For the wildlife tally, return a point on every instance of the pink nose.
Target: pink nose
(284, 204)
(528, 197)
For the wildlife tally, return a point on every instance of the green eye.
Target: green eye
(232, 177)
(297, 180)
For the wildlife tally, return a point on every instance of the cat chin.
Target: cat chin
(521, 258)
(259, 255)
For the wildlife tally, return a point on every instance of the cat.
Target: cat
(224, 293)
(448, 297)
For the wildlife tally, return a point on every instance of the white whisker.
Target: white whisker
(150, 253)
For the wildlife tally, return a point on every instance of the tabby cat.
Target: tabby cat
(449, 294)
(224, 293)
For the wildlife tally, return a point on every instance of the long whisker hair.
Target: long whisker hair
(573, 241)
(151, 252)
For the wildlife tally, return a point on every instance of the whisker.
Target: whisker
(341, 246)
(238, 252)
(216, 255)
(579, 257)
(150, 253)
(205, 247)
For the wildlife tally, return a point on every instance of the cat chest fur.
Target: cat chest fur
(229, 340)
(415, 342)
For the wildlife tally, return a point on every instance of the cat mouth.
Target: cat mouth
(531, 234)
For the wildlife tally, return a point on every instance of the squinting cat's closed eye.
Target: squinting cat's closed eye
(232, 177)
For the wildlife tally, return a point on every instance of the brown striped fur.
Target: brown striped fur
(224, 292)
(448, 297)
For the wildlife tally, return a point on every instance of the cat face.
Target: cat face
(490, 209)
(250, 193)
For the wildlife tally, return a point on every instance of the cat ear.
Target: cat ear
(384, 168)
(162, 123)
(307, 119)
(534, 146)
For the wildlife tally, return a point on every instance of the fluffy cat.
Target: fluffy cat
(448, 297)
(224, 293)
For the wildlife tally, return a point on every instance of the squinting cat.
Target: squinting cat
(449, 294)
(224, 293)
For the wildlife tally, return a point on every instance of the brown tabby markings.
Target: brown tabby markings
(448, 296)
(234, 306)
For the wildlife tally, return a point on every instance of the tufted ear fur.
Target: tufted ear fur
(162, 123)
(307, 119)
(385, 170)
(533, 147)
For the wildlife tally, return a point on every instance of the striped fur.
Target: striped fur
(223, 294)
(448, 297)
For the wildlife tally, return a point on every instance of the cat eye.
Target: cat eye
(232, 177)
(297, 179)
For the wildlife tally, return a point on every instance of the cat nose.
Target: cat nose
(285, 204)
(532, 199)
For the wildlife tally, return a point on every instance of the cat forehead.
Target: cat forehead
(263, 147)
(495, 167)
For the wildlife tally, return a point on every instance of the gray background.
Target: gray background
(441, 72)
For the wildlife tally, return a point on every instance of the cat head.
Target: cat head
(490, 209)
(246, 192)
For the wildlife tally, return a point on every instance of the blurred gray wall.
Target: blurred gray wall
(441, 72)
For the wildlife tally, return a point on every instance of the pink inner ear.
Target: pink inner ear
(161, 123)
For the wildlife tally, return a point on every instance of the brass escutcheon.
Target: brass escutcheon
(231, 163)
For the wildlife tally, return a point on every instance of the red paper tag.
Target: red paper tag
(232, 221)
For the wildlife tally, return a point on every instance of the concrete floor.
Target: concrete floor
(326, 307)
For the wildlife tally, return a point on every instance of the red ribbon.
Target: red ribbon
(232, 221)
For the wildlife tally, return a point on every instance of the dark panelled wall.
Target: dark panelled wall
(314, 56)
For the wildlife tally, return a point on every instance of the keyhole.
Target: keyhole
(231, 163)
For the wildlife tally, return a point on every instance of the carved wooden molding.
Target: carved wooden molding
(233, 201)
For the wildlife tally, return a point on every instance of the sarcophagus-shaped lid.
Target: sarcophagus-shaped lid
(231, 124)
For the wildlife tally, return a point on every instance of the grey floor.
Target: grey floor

************

» Work required
Using the listing above, please repeat every entry exactly.

» Right answer
For the wildlife tally, return a point on every instance of the pink nose.
Target: pink nose
(284, 204)
(528, 197)
For the wildlife tally, return a point on every instance of the green eye.
Target: green eye
(232, 177)
(297, 180)
For the wildlife tally, return a point on every instance of the cat chin.
Target: cat chin
(521, 258)
(259, 255)
For the wildlife tally, return a point on every instance of the cat.
Target: cat
(224, 293)
(448, 297)
For the wildlife tally, return a point on every instance of the white whisker.
Target: white whisker
(150, 253)
For the wildlife tally, return a point on every instance of the tabby cat.
Target: tabby cat
(449, 294)
(224, 293)
For the wildlife tally, return a point on every instance of the long whisker hair.
Target: long whisker hair
(573, 241)
(151, 252)
For the wildlife tally, return a point on every instance of the whisker.
Target: whisker
(341, 246)
(238, 252)
(216, 255)
(579, 257)
(150, 253)
(205, 247)
For the wildlife tally, return a point on every instance of the cat chest fur.
Target: cat chest fur
(229, 340)
(415, 342)
For the wildlife tally, return a point on every instance of the cat mouth.
Target: cat mouth
(531, 234)
For the wildlife tally, return a point on every instance of the squinting cat's closed eye.
Target: squinting cat's closed eye
(232, 177)
For the wildlife tally, return a point on every instance of the brown striped fur.
Target: brown striped fur
(224, 292)
(448, 297)
For the wildlife tally, return a point on every instance of the cat face.
Target: cat face
(490, 209)
(250, 193)
For the wildlife tally, return a point on every instance of the cat ear.
Target: cat ear
(384, 168)
(162, 123)
(307, 119)
(534, 146)
For the wildlife tally, return a point on every instance of the fluffy cat.
Target: fluffy cat
(448, 297)
(224, 293)
For the wildlife tally, return a point on every instance of the squinting cat.
Target: squinting cat
(449, 294)
(224, 293)
For the wildlife tally, return a point on every instance of the brown tabby markings.
Target: brown tabby markings
(448, 296)
(234, 306)
For the wildlife tally, return a point on every instance of the tufted ear fur.
Target: tufted ear fur
(162, 123)
(307, 119)
(385, 170)
(533, 147)
For the wildlife tally, return a point on every instance of the striped fur.
Target: striped fur
(223, 294)
(448, 297)
For the wildlife tally, return a point on every instance of the cat eye.
Target: cat eye
(232, 177)
(297, 179)
For the wildlife tally, return a point on every instance of the cat nose.
Target: cat nose
(285, 204)
(532, 199)
For the wildlife tally, return a point on every instance of the cat forehead.
Target: cat forehead
(263, 147)
(495, 167)
For the wildlife tally, return a point on every instance of the gray background.
Target: gray background
(441, 72)
For the wildlife tally, return a point on every instance of the cat head.
Target: cat head
(490, 209)
(246, 192)
For the wildlife tally, return a point on every instance of the blurred gray wall.
Target: blurred gray wall
(441, 72)
For the wildlife tally, return a point on every instance of the pink inner ear.
Target: pink inner ear
(161, 123)
For the wildlife tally, return a point on every instance of the brass escutcheon.
Target: brass escutcheon
(231, 163)
For the wildlife tally, return a point on every instance of the red paper tag.
Target: red paper tag
(232, 221)
For the wildlife tally, return a point on every instance of the concrete floor.
Target: concrete floor
(326, 307)
For the wildlife tally, return a point on every instance of the red ribbon.
Target: red ribbon
(232, 221)
For the wildlife tally, return a point on every instance of the dark panelled wall.
Target: dark panelled wall
(314, 56)
For the wildlife tally, return a point on every instance of the keyhole.
Target: keyhole
(231, 163)
For the wildlife tally, return a point on every instance of the carved wooden molding.
Target: carved wooden molding
(233, 201)
For the wildlife tally, return a point on every instance of the sarcophagus-shaped lid.
Target: sarcophagus-shaped lid
(231, 124)
For the wildlife tally, return a point on every instance of the grey floor.
Target: grey floor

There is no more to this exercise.